#### PROBLEM DETAILS
Select every line in the listing below that contains the word "window", paying attention to case, and copy each one.

#### INPUT DATA
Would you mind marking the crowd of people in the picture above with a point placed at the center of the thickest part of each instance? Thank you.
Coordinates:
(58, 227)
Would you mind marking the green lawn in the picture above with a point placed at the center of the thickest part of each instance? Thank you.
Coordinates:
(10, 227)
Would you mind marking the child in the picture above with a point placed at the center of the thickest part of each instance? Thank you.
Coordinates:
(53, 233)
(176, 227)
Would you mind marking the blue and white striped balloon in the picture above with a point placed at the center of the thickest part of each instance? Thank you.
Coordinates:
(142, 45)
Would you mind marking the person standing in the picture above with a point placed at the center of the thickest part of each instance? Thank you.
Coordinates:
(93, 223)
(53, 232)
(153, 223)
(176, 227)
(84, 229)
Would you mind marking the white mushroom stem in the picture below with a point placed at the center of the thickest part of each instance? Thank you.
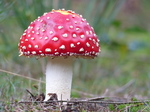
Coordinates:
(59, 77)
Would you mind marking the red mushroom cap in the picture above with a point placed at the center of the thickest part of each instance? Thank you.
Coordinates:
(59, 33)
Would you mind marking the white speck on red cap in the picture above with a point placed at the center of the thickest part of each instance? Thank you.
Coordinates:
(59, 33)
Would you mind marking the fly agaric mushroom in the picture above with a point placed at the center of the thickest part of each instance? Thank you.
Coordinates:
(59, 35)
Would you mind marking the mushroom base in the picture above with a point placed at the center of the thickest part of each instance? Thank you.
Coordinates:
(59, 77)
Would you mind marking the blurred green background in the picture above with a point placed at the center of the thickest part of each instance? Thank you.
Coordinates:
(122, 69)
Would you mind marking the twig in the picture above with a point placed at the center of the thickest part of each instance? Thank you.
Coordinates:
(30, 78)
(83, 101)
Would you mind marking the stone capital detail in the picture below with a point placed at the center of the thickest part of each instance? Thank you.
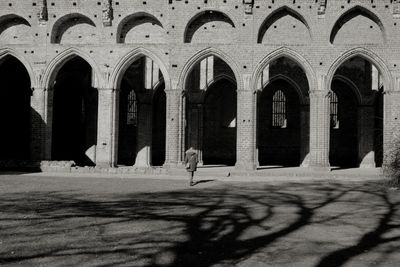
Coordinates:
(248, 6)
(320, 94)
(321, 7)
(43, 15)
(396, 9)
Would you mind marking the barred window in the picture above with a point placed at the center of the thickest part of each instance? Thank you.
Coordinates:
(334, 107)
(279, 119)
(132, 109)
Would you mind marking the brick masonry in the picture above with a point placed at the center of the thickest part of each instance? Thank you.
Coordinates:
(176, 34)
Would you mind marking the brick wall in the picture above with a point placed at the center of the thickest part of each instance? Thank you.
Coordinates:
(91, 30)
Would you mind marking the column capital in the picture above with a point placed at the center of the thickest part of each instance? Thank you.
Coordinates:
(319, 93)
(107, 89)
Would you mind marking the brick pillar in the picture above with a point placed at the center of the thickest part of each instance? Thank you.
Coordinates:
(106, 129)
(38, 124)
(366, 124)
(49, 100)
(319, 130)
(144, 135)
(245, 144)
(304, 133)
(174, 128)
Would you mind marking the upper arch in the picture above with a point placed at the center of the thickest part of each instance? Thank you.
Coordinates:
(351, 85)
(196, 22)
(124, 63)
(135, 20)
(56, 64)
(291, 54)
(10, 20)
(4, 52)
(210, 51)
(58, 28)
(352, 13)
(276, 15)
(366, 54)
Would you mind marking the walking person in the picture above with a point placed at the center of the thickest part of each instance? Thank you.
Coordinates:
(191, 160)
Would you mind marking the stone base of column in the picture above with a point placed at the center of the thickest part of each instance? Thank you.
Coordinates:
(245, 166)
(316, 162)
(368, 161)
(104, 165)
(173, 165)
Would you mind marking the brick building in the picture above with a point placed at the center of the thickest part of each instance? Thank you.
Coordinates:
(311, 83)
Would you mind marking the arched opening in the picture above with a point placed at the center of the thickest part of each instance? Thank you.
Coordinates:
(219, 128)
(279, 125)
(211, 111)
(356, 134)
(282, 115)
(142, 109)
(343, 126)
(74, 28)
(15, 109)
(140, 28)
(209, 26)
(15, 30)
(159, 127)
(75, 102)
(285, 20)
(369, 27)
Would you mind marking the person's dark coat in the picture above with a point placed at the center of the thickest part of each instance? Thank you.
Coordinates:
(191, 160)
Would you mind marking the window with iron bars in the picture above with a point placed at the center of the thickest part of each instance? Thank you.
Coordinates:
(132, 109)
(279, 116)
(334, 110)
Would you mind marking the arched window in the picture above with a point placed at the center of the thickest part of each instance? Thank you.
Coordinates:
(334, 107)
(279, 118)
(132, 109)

--

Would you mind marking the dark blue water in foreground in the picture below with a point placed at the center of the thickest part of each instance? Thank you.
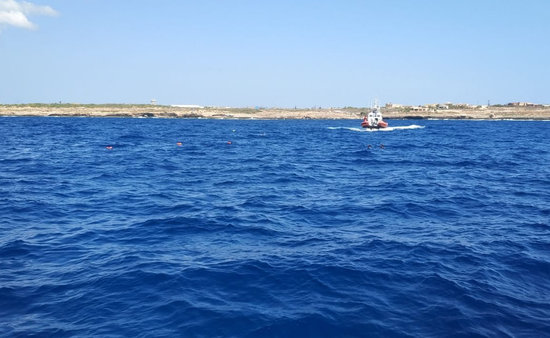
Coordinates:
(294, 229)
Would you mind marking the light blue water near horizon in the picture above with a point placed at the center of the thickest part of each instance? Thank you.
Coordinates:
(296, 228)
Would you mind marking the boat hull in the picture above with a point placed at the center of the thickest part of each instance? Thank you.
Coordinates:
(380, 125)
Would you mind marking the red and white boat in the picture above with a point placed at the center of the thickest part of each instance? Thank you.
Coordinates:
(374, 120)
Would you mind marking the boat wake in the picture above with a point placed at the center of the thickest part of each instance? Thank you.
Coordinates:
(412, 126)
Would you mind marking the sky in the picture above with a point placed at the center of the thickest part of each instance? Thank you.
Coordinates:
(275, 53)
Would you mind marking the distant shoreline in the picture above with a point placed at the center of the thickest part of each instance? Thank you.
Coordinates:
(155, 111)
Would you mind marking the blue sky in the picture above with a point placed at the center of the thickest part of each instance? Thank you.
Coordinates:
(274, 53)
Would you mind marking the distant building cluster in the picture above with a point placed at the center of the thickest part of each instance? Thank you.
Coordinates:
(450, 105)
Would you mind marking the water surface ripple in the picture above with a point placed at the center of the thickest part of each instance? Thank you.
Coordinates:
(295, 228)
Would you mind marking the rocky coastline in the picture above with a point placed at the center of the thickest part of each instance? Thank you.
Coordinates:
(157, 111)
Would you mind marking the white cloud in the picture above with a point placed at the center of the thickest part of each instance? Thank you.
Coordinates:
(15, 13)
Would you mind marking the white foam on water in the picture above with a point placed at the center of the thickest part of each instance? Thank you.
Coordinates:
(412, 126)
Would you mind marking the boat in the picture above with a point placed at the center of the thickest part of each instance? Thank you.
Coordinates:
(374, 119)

#### FINISHED ANSWER
Would you mind marking the barred window in the picture above with a point placed at the center of the thickest part of each instance? Thank you.
Would you mind marking the window with iron bars in the picture above with a point placed at the center of the thickest part of each instance? Thank you.
Would you mind marking the arched window in the picture above with a point placed at the center of the thickest part of each instance? Thank you.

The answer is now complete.